**What to work on:** Set down again exactly the lines of the listing below that fall between the line holding "Target: wood grain board" and the line holding "Place a point on the wooden cutting", inclusive.

**Recorded information:**
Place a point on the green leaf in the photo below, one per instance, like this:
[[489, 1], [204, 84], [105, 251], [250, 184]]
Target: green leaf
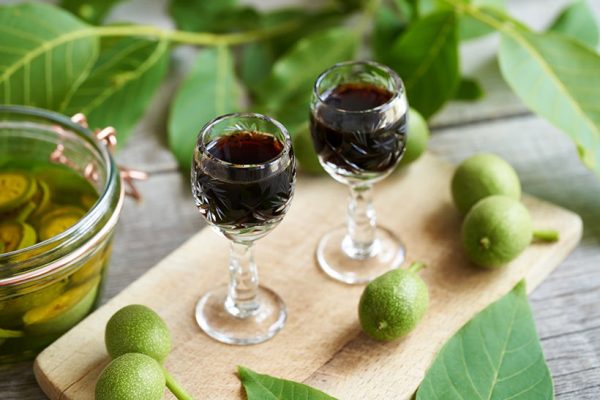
[[469, 27], [388, 26], [558, 79], [121, 84], [208, 91], [92, 11], [468, 90], [211, 15], [495, 356], [426, 58], [258, 58], [265, 387], [45, 54], [577, 21], [297, 69], [256, 62]]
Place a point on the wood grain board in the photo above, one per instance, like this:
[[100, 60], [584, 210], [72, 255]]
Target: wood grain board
[[321, 343]]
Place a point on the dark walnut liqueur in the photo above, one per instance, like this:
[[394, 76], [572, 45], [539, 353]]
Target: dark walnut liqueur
[[249, 198], [360, 147]]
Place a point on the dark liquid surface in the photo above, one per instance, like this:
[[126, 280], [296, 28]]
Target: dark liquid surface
[[357, 143], [244, 200], [246, 148], [358, 96]]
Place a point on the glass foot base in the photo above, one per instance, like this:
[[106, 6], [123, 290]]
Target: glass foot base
[[258, 327], [335, 258]]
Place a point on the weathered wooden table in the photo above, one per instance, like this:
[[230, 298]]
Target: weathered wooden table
[[566, 306]]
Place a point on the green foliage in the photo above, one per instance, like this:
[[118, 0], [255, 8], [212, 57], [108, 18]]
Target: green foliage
[[212, 75], [578, 22], [282, 51], [297, 69], [388, 26], [265, 387], [496, 355], [121, 83], [41, 65], [468, 90], [469, 27], [426, 57], [92, 11], [201, 15], [557, 78]]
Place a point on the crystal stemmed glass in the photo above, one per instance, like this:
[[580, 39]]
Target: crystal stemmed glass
[[358, 116], [243, 178]]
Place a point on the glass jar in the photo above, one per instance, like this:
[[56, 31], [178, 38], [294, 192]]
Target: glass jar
[[47, 288]]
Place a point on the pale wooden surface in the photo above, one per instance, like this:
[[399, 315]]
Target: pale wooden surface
[[322, 343], [567, 304]]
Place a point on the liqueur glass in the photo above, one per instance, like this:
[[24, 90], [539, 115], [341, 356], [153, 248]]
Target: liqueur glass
[[243, 179], [358, 121]]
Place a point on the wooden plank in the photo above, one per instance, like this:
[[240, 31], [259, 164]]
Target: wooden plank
[[416, 204]]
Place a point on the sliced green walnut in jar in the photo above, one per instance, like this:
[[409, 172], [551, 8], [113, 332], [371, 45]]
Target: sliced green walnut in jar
[[58, 220], [15, 235], [64, 311], [16, 188]]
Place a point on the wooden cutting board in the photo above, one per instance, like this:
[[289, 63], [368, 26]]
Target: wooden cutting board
[[321, 344]]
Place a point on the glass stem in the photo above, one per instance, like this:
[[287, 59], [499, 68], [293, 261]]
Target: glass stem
[[243, 283], [360, 240]]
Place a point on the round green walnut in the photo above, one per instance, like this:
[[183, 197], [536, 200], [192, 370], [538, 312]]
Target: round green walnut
[[132, 376], [137, 329], [496, 230], [480, 176], [393, 304]]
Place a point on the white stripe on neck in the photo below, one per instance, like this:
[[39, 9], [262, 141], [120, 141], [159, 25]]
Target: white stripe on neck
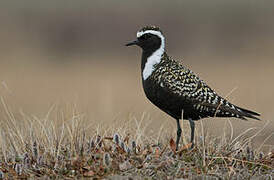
[[155, 58]]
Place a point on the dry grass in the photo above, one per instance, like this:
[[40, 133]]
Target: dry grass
[[63, 144], [89, 103]]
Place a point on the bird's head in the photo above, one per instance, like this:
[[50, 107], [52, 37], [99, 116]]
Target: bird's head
[[149, 38]]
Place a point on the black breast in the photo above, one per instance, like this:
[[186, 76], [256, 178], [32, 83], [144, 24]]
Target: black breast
[[168, 101]]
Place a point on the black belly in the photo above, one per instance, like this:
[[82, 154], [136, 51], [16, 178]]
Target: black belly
[[170, 102]]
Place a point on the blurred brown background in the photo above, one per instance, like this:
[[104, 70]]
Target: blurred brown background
[[72, 52]]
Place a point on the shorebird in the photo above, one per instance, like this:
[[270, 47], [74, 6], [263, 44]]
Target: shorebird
[[173, 88]]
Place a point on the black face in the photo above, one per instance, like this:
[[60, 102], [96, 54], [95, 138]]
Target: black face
[[148, 42]]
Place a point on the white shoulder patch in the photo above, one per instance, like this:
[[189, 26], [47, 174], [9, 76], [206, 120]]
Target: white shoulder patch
[[155, 58]]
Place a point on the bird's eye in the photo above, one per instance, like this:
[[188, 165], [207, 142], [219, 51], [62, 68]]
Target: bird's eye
[[145, 37]]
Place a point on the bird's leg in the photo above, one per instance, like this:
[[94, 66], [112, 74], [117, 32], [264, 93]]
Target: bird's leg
[[179, 132], [192, 126]]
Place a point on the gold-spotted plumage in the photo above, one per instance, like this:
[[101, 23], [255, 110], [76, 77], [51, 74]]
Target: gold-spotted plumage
[[173, 88]]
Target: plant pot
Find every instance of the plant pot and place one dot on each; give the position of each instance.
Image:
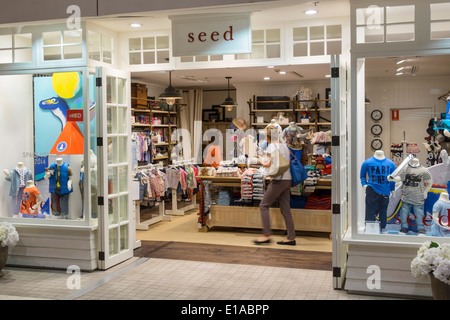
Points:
(3, 258)
(440, 290)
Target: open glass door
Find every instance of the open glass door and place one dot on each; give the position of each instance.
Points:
(116, 224)
(339, 167)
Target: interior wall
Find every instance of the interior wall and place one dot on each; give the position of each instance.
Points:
(387, 94)
(16, 123)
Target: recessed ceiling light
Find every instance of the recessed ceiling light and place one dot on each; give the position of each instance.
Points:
(311, 11)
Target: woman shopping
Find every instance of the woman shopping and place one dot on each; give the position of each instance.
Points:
(278, 189)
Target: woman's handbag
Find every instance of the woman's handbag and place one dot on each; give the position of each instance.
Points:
(298, 172)
(279, 166)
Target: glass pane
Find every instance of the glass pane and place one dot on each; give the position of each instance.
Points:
(123, 174)
(124, 237)
(6, 41)
(135, 58)
(257, 52)
(111, 118)
(216, 58)
(94, 45)
(334, 32)
(73, 52)
(6, 56)
(316, 49)
(123, 208)
(113, 211)
(301, 34)
(273, 35)
(370, 16)
(162, 42)
(149, 57)
(135, 44)
(107, 45)
(439, 11)
(201, 58)
(52, 38)
(300, 49)
(369, 35)
(113, 238)
(440, 30)
(23, 55)
(22, 40)
(242, 56)
(273, 51)
(112, 150)
(52, 53)
(162, 56)
(401, 32)
(399, 14)
(258, 36)
(316, 33)
(112, 180)
(334, 47)
(121, 90)
(187, 59)
(148, 43)
(72, 36)
(111, 90)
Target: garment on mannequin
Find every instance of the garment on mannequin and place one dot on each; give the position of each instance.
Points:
(18, 178)
(31, 200)
(441, 212)
(373, 176)
(59, 175)
(416, 182)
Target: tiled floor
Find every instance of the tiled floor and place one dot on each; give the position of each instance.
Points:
(165, 279)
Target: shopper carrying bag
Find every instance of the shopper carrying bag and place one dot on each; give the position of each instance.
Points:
(278, 189)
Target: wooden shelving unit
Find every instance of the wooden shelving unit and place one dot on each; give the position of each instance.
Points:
(151, 112)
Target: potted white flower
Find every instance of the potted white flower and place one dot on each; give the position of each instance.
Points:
(433, 260)
(8, 238)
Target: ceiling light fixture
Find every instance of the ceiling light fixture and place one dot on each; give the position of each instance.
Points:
(311, 11)
(170, 95)
(229, 103)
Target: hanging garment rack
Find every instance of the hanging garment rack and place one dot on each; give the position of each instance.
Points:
(181, 211)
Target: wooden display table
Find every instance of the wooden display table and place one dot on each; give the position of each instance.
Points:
(250, 217)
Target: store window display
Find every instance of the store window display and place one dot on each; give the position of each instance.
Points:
(18, 177)
(374, 179)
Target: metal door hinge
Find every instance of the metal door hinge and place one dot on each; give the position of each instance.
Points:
(335, 72)
(336, 208)
(336, 272)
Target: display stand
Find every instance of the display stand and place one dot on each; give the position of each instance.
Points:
(176, 210)
(143, 225)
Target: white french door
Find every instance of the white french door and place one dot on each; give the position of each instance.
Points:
(339, 167)
(116, 224)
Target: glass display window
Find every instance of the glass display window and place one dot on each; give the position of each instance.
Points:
(44, 120)
(405, 172)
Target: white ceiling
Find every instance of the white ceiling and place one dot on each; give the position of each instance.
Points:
(275, 11)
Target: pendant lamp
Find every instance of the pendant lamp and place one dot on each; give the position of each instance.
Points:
(229, 103)
(170, 95)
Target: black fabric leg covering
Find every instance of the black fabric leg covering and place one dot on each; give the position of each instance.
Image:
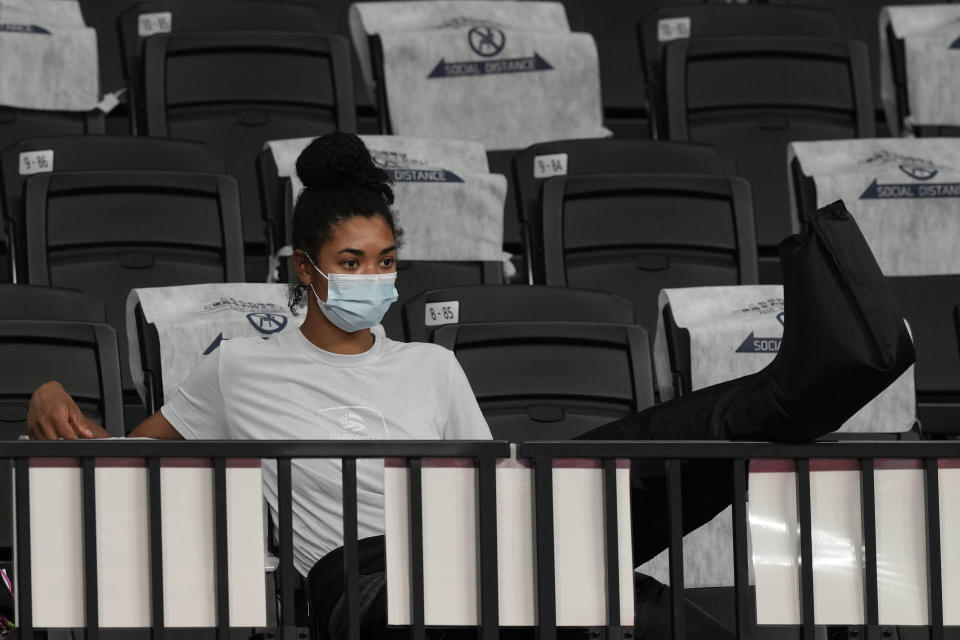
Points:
(844, 342)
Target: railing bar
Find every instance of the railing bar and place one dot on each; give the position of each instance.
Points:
(155, 506)
(741, 586)
(546, 569)
(221, 564)
(24, 584)
(934, 567)
(351, 568)
(88, 502)
(806, 548)
(612, 544)
(868, 499)
(675, 516)
(417, 613)
(288, 576)
(488, 559)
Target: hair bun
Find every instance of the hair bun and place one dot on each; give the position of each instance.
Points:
(338, 158)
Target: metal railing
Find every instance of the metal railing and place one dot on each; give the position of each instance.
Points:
(486, 454)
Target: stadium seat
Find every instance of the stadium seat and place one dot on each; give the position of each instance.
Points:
(927, 304)
(537, 163)
(633, 235)
(859, 19)
(416, 276)
(692, 21)
(81, 355)
(108, 232)
(84, 153)
(150, 18)
(917, 80)
(750, 97)
(234, 91)
(552, 380)
(423, 313)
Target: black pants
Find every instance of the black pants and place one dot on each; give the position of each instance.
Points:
(844, 342)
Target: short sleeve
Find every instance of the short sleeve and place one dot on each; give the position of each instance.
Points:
(197, 409)
(465, 421)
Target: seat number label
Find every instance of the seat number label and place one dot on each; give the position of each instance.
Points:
(32, 162)
(673, 29)
(550, 165)
(438, 313)
(153, 23)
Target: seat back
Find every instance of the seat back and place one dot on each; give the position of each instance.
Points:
(667, 24)
(234, 91)
(633, 235)
(927, 304)
(424, 313)
(33, 156)
(750, 97)
(709, 335)
(538, 163)
(107, 233)
(416, 276)
(552, 380)
(903, 192)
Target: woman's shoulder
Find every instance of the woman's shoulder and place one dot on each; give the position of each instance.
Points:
(417, 350)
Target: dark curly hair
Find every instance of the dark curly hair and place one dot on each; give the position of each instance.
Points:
(341, 181)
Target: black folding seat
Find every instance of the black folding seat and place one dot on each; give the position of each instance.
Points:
(84, 153)
(107, 232)
(234, 91)
(633, 235)
(927, 303)
(751, 96)
(422, 314)
(47, 334)
(20, 124)
(416, 276)
(860, 20)
(667, 24)
(536, 164)
(552, 380)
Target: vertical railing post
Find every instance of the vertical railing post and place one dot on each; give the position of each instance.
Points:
(806, 548)
(417, 613)
(675, 514)
(612, 547)
(546, 570)
(156, 548)
(288, 577)
(90, 586)
(868, 500)
(24, 585)
(741, 584)
(221, 563)
(351, 569)
(934, 567)
(487, 562)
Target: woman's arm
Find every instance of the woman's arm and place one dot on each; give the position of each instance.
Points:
(53, 415)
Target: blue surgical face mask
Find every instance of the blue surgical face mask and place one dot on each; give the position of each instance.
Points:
(356, 301)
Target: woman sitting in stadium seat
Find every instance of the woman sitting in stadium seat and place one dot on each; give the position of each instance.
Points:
(337, 379)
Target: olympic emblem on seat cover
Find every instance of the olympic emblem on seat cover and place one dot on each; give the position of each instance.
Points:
(267, 322)
(486, 41)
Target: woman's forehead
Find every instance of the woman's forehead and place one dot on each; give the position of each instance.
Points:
(360, 230)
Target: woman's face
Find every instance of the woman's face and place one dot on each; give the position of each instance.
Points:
(356, 245)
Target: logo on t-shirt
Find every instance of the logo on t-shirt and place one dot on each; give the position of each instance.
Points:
(354, 423)
(753, 344)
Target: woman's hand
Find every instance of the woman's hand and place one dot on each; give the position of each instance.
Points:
(53, 414)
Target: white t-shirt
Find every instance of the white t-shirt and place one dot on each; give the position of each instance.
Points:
(286, 388)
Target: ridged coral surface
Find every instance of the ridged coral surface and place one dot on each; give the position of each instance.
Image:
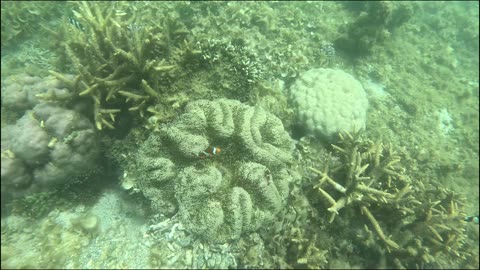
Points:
(221, 196)
(328, 101)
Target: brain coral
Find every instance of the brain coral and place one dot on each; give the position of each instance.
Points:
(218, 197)
(328, 101)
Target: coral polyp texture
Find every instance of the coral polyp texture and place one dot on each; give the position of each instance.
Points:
(410, 223)
(22, 92)
(221, 195)
(46, 148)
(328, 101)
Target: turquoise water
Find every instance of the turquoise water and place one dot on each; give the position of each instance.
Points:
(188, 135)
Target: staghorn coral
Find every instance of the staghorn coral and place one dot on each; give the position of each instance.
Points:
(416, 224)
(217, 198)
(124, 58)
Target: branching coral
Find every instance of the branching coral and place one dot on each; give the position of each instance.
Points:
(415, 224)
(123, 56)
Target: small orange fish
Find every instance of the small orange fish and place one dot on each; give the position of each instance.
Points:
(209, 152)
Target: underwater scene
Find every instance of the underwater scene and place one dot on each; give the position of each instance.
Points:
(225, 135)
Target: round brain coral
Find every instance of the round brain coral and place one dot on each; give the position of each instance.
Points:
(218, 197)
(328, 101)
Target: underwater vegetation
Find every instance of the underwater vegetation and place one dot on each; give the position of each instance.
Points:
(171, 134)
(410, 223)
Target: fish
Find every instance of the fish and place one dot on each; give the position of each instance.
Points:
(76, 24)
(211, 151)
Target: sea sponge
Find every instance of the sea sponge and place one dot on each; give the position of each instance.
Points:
(328, 101)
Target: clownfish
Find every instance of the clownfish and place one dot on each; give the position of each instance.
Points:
(209, 152)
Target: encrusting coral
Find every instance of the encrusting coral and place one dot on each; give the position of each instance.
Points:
(414, 223)
(48, 147)
(217, 197)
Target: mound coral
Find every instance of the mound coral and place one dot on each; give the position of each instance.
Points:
(218, 197)
(46, 148)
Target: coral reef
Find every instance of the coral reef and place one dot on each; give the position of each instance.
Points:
(48, 147)
(217, 198)
(124, 56)
(409, 223)
(21, 92)
(328, 101)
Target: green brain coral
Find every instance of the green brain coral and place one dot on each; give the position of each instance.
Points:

**Written answer:**
Target: wood grain board
[[321, 343]]
Place a point on the dark walnut liqueur in the photo above, one per instance, like this:
[[394, 76], [572, 45], [539, 353]]
Target: dark walnut liqueur
[[249, 198], [360, 147]]
Place a point on the dark liquid surface in the photo above, one per instance, like this:
[[126, 280], [296, 28]]
Target: dark liquid surface
[[357, 143], [244, 200], [246, 148], [358, 96]]
Place a point on the glass foot base in the photo above, one per instance, like this:
[[106, 6], [123, 290]]
Target: glass foot base
[[258, 327], [335, 258]]
Place a point on the weathered wooden table in the photo above, one per instance, like this:
[[230, 298]]
Target: weathered wooden table
[[566, 306]]
Place a point on the green foliage in the photo above, one per instance, like this:
[[118, 0], [255, 8], [212, 57], [108, 18]]
Target: green foliage
[[212, 75], [578, 22], [282, 51], [297, 69], [388, 26], [265, 387], [496, 355], [121, 83], [41, 65], [468, 90], [469, 27], [426, 57], [92, 11], [201, 15], [557, 78]]
Place a point on the crystal stemmed glass in the photo above, one per instance, like this:
[[580, 39]]
Target: crystal stemmed glass
[[358, 116], [243, 178]]
Place a point on the glass jar in the photo above, one per instance, like this:
[[56, 31], [178, 38], [294, 192]]
Target: glass jar
[[47, 288]]
Place a point on the pale wooden surface in the photo above, one per instance, like this:
[[399, 315]]
Target: pale wooden surface
[[322, 343], [567, 304]]
Place a point on the liqueur glass in the photo above, one per instance, like this:
[[24, 90], [539, 115], [341, 356], [153, 248]]
Target: liqueur glass
[[243, 179], [358, 121]]
Place a point on the wooden plank in the photo above, one per instance, like this:
[[240, 31], [259, 164]]
Target: wooden plank
[[416, 204]]
Place a point on the sliced green walnut in jar in the photo above, one per instance, like this:
[[409, 172], [551, 8], [113, 332], [371, 45]]
Target: sliced green walnut in jar
[[58, 220], [15, 235], [64, 311], [16, 188]]
Place a point on the wooden cutting board in the photo above, one per instance, like this:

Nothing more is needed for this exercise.